=== EXCERPT PROVIDED ===

○ ○ ○ ○ ○ ○ ○

Reputation: 2571
I wish to discover the cause of an error in an MPI program. The program is a big while loop such that for each iteration, a set of message passing is done between each processor and its neighbors using ISEND and IRECV as follows:
while ( t< a very large number ) ...
do i=1,8
if ( something that is almost always true ) then
call MPI_ISEND(A,A_buffer,inewtype,neighrank(i),2,MPI_COMM_WORLD,isend,ierr)
call MPI_WAIT(isend,istatus,ierr)
call MPI_ISEND(B,B_buffer,MPI_INTEGER4,neighrank(i),3,MPI_COMM_WORLD,isend,ierr)
call MPI_WAIT(isend,istatus,ierr)
end if
end do
do i=1,8
if ( something that is almost always true) then
call MPI_IRECV(C,C_buffer,inewtype,neighrank(i),2,MPI_COMM_WORLD,irecv,ierr)
call MPI_WAIT(irecv,istatus,ierr)
call MPI_IRECV(D,D_buffer,MPI_INTEGER4,neighrank(i),3,MPI_COMM_WORLD,irecv,ierr)
call MPI_WAIT(irecv,istatus,ierr)
end if
end do
...

○ ○ ○ ○ ○ ○ ○

=== LISTED ENTRIES ===
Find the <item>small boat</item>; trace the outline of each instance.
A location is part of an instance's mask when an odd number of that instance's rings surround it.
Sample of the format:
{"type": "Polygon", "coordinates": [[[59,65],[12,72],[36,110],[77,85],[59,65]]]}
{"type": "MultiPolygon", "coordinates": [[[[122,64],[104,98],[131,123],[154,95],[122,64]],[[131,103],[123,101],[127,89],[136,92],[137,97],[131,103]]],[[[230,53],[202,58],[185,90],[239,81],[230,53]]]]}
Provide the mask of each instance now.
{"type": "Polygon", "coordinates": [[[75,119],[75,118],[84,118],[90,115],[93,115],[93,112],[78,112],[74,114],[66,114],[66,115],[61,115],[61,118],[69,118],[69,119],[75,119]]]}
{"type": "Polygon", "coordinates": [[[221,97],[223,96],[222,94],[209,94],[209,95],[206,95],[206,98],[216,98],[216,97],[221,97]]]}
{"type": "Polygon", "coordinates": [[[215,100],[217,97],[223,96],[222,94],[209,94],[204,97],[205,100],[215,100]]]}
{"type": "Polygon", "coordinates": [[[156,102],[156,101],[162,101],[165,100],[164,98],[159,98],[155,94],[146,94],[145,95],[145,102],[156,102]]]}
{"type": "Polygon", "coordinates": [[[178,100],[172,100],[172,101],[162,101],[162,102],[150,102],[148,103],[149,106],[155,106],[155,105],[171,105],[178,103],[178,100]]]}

○ ○ ○ ○ ○ ○ ○

=== SHORT PROBLEM 1 ===
Please format every line of the Block 1 entries as a Markdown table, with columns headed "Row" and "Entry line" and blank lines left out.
=== SHORT PROBLEM 2 ===
Pick up the forum post about the MPI message-passing loop and keep writing from the point where it stops.

=== EXERCISE OUTPUT 1 ===
| Row | Entry line |
|---|---|
| 1 | Find the <item>small boat</item>; trace the outline of each instance. |
| 2 | A location is part of an instance's mask when an odd number of that instance's rings surround it. |
| 3 | Sample of the format: |
| 4 | {"type": "Polygon", "coordinates": [[[59,65],[12,72],[36,110],[77,85],[59,65]]]} |
| 5 | {"type": "MultiPolygon", "coordinates": [[[[122,64],[104,98],[131,123],[154,95],[122,64]],[[131,103],[123,101],[127,89],[136,92],[137,97],[131,103]]],[[[230,53],[202,58],[185,90],[239,81],[230,53]]]]} |
| 6 | Provide the mask of each instance now. |
| 7 | {"type": "Polygon", "coordinates": [[[75,119],[75,118],[84,118],[90,115],[93,115],[93,112],[78,112],[74,114],[66,114],[66,115],[61,115],[61,118],[69,118],[69,119],[75,119]]]} |
| 8 | {"type": "Polygon", "coordinates": [[[221,97],[223,96],[222,94],[209,94],[209,95],[206,95],[206,98],[216,98],[216,97],[221,97]]]} |
| 9 | {"type": "Polygon", "coordinates": [[[215,100],[217,97],[223,96],[222,94],[209,94],[204,97],[205,100],[215,100]]]} |
| 10 | {"type": "Polygon", "coordinates": [[[156,102],[156,101],[162,101],[165,100],[164,98],[159,98],[155,94],[146,94],[145,95],[145,102],[156,102]]]} |
| 11 | {"type": "Polygon", "coordinates": [[[178,100],[172,100],[172,101],[162,101],[162,102],[150,102],[148,103],[149,106],[155,106],[155,105],[171,105],[178,103],[178,100]]]} |

=== EXERCISE OUTPUT 2 ===
The program produces a segmentation fault
error after a very large number of iterations. At each iteration, the same amount of data are message passed among the processors, but the number of calls to ISEND and IRECV is adjustable (i.e. use 80 calls to pass 80kb total or 40 calls to pass 160kb total). If the number of calls is small the program crashes earlier.
I am suspecting that something about InfiniBand! is causing this error, but I do not get an insufficient virtual memory
- so it cannot possibly be InfiniBand? What can possibly cause this error?
Upvotes: 0
Views: 411
Reputation: 2571
The MPI code turned out to be fine. It was hard to tell because the program takes 1-2 hours to run before running into Segmentation Fault
. Rigorous debugging point out to a non-MPI related bug.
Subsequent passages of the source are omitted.